• **The input**
= = = = = = =
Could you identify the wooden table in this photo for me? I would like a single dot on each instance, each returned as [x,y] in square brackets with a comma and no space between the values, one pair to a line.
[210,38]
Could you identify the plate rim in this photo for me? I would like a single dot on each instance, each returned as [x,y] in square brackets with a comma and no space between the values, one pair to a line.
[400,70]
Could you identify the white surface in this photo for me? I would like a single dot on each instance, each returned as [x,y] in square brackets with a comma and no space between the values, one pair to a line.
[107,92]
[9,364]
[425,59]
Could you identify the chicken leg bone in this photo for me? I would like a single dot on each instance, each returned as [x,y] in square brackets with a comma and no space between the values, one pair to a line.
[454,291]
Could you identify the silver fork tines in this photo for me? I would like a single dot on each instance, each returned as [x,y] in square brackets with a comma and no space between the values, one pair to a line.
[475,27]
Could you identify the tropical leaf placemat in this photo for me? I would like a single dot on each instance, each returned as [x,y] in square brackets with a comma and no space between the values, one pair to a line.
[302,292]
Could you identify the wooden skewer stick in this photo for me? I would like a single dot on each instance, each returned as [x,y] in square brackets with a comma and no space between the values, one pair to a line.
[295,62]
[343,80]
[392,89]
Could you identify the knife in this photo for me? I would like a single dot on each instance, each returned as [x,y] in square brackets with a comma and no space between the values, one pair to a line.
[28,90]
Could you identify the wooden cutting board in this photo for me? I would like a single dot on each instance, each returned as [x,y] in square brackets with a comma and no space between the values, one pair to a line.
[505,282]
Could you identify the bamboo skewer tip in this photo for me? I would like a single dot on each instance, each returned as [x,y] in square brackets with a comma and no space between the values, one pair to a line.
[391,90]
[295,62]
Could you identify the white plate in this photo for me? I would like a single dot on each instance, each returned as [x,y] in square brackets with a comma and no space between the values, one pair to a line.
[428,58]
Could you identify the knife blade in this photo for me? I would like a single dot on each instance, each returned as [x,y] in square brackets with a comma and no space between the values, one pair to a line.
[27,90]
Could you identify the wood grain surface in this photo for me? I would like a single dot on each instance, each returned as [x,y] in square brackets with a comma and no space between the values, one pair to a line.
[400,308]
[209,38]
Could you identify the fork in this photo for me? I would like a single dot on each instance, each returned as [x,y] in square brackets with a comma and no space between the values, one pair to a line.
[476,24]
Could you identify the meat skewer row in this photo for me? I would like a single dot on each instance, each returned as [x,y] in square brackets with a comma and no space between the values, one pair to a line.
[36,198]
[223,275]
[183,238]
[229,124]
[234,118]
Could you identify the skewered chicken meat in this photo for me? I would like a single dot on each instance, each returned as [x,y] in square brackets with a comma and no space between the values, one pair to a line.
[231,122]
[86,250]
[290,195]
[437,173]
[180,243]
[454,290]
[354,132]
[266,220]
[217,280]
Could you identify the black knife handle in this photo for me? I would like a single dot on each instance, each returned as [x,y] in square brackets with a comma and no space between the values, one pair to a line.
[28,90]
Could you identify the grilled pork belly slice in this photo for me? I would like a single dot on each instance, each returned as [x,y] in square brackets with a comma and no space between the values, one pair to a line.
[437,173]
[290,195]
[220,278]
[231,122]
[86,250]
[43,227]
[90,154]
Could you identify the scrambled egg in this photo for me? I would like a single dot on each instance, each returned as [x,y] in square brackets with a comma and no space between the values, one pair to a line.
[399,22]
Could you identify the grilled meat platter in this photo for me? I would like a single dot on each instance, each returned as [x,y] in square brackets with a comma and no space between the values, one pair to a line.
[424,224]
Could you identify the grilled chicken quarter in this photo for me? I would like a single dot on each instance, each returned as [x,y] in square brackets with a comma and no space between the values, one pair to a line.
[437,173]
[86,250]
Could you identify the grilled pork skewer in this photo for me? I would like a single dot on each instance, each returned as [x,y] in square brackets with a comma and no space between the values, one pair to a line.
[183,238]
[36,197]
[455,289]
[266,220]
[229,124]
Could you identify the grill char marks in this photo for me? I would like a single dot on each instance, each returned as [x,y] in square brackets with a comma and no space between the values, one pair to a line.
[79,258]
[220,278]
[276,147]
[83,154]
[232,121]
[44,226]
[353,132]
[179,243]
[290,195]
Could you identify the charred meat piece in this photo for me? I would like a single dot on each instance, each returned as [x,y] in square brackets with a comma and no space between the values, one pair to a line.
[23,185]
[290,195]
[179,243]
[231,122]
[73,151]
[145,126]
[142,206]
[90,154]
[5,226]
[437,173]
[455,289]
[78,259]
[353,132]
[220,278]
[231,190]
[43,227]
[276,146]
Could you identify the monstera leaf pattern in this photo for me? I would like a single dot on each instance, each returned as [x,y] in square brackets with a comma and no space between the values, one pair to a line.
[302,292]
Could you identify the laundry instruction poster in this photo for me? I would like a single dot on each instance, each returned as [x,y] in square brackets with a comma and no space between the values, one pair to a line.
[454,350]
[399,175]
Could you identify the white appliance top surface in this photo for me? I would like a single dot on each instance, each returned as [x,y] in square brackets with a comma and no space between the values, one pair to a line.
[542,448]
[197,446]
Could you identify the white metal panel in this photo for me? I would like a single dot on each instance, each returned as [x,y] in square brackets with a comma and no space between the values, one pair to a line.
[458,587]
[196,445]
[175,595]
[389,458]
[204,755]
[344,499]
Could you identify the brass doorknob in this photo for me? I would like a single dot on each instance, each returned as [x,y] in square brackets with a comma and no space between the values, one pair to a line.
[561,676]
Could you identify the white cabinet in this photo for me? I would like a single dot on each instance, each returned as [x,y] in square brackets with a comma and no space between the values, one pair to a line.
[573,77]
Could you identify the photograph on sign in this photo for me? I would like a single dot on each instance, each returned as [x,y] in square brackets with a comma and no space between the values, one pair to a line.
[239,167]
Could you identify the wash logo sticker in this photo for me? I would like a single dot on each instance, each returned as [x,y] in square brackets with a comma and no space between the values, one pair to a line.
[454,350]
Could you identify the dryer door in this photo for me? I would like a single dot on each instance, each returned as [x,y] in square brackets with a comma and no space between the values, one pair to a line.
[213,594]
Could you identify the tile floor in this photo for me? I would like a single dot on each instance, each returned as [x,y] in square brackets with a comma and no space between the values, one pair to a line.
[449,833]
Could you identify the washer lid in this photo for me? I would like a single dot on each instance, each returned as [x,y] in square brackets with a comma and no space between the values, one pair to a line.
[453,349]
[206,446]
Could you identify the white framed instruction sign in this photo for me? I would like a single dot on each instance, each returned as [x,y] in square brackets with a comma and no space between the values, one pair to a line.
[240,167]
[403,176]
= = = = = = =
• **The exercise**
Rewrite every item above, replacing "a single dot" with "one marker" and leaving everything else unchanged.

• **Answer to this exercise**
Could you identify the wooden table in this photo for me? I would like one marker on each instance, each returned as [x,y] in square brackets with a comma and no space between the values, one pair to a line.
[210,38]
Could you identify the plate rim in this photo for me? I would like one marker on each instance, each returned as [x,y] in square brackets with a comma and no space between the values, one pair to a line.
[400,70]
Could you identify the white surface in this photo for me? I would like one marker on each instance, each returned as [x,y] in square brackets with a comma and no space between the values, one pair to a line.
[107,92]
[9,364]
[425,59]
Could you identify the chicken leg bone in this photo for me? I would like one marker on each instance, each returned as [x,y] in square brackets with a comma and no space between the values, one pair to a line.
[454,291]
Could you identify the silver fork tines in this photo for me? I would like one marker on each instance, each returned as [x,y] in square brackets with a comma and no space between the values, one pair to a line.
[475,27]
Could you identify the tropical leaf placemat in this photo for me? I would like one marker on each instance, each returned as [x,y] in square brackets with a comma and no space between the values, one pair to a line.
[302,292]
Could you identify the wooden skewer stick in this photo for me? I would like one marker on each instance, each returned as [x,y] in square brackets with a comma and no space between the values, one pair to a line.
[295,62]
[343,80]
[392,89]
Could you identify the knife in this photo for me? I would like one marker on each instance, each returned as [x,y] in square brackets with a comma and no space between the values, one pair to a line.
[28,90]
Could you identify the wooden cutting board in this photo for me? I would like one marker on each instance, each returned as [x,y] in square brackets with a comma and no space between the values, one pair to a line.
[505,282]
Could you identify the bamboo skewer tip in this photo for me? I would like one marker on each instance, each returned as [x,y] in square brackets with a comma and no space between the values, one pair to a line.
[391,90]
[295,62]
Could you identify the white plate in this photo for me? I would like one marker on each instance, each returned as [x,y] in square brackets with a comma and no space between the values, one pair to a line.
[428,58]
Could you identify the knife blade in this photo for me? I would like one marker on each instance, each returned as [x,y] in square brackets with a comma and no space between the values, one pair to a line.
[27,90]
Could you identify the wood grain surface in this photo for me? I would like one marker on each instance, each returned as [x,y] in square brackets with a comma and no space between the values, one pair to a line.
[400,308]
[209,38]
Could you identify the fork in this photo for me? I would like one marker on each instance, each returned as [x,y] in square brackets with a comma and no space between the values, one pair to a line.
[476,24]
Could you identify the meat skewer row in this photo for me? I would like one marker on each instance, each returned as [x,y] in square brackets with a comma and no space between the values, one pair to a line.
[36,198]
[223,275]
[183,238]
[229,124]
[234,118]
Could you identify the skewered chicken meat in this photo for me? I would like one marker on each instance, each returned as [x,y] in square brackets with a comma and no space between the values, one pair to a line.
[231,122]
[86,250]
[290,195]
[437,173]
[180,243]
[454,290]
[354,132]
[266,220]
[217,280]
Could you identify the black knife handle in this photo for me? I would like one marker on each instance, each returned as [x,y] in square brackets with a comma and no space between the values, one pair to a line.
[28,90]
Could you identify the grilled pork belly slice in this photo for me? I would like one marker on each instance, each returned as [x,y] in square brackets with a comma and no space between the values, one pair to a line.
[437,173]
[290,195]
[220,278]
[231,122]
[86,250]
[43,227]
[90,154]
Could you identify the scrambled egg in this photo for me? I would like one marker on each instance, each returned as [x,y] in square brackets with a comma and no space between the values, one pair to a line.
[399,22]
Could you identify the grilled meat platter in this photo for me? I would like one marker on each instance, each returned as [x,y] in square brackets with a comma and no space between the values, one pair to a line.
[424,224]
Could you identify the grilled chicken quarter in this photo for me? I would like one marker on each instance, each returned as [x,y] in square brackets with a comma and no space between the values, one pair to a line.
[437,173]
[86,250]
Could you identify the grilled pork skewer in this photo for me? I would like one marker on each instance, each returned as [x,y] in square brackets with a comma and no space between the values, one pair to a line.
[183,238]
[36,197]
[455,289]
[266,220]
[229,124]
Could you identify the grill char marks in this photo for me? I would like one marker on each instance, each returned as [x,y] in square brackets with a comma and no space between the values, one pair to a line.
[79,258]
[220,278]
[276,147]
[83,154]
[232,121]
[44,226]
[353,132]
[179,243]
[290,195]
Could you identify the charred meat piece in this photo for me? I would like one marker on each instance, each returned as [x,y] in square brackets with a comma and no space between the values, one pair to a line.
[23,185]
[290,195]
[179,243]
[231,122]
[73,151]
[145,126]
[142,206]
[90,154]
[5,226]
[437,173]
[455,289]
[78,259]
[353,132]
[220,278]
[231,190]
[43,227]
[276,146]
Could you identify the monstera leaf pattern in this photo for me? I would like one marker on each instance, each returned as [x,y] in square brackets with a comma and no space between the values, one pair to a line.
[302,292]
Could you identify the laundry instruction poster in this photo for me? I would like one marker on each instance, each returned as [x,y] in square brackets with a comma and no space between the values, one pair to a line.
[454,350]
[399,175]
Could you identify the white appliance top surface in this photo for me? I would like one marker on each instance, each returned as [x,y] in square brackets with a comma and no space between the values, one pair to a line.
[542,448]
[197,446]
Could you identify the white metal panel in this photo for me? I would like one marker on each instance, each returned as [x,y] in square brackets with a comma and no space between the values, one pair to a line.
[458,587]
[196,445]
[175,595]
[389,458]
[204,755]
[344,499]
Could you identify the brass doorknob in this photo for me? I would like one marker on each instance, each returned as [x,y] in square brackets with a comma and no space between the values, one pair to a line.
[561,676]
Could you identify the white cabinet in this photo for me? I would like one marker on each instance, each returned as [x,y] in square brackets with a comma and no space between the values, one pair to a line.
[573,77]
Could you identify the photograph on sign in this photo for me? I would like one marker on each instance, each returned as [x,y] in square brackets with a comma and no space between the values, one pair to a line.
[239,167]
Could you identify the wash logo sticker in this photo for me? I would like one marker on each instance, each returned as [x,y] in square brackets with a comma and no space between the values, one pair to a line.
[454,350]
Could you identify the dryer door in this photo for me? I would like one marker on each instance, each returned as [x,y] in square brackets with a comma and no space between the values, one pair to a line.
[213,594]
Could you identify the tile floor in this photo for me? I would like one marker on each instance, each returned as [x,y] in square brackets with a comma and no space between the values, one pair to a line.
[449,833]
Could you identify the washer lid in this photo for me? I would like one marker on each instance, each returned as [x,y] in square brackets with a comma and no space between the values, one pair to a line.
[453,349]
[206,446]
Could you identify the white framed instruction sign in this photo for me? I would like one marker on each instance, each returned as [x,y] in square brackets with a comma and no space between the values, one pair to a line.
[240,167]
[403,176]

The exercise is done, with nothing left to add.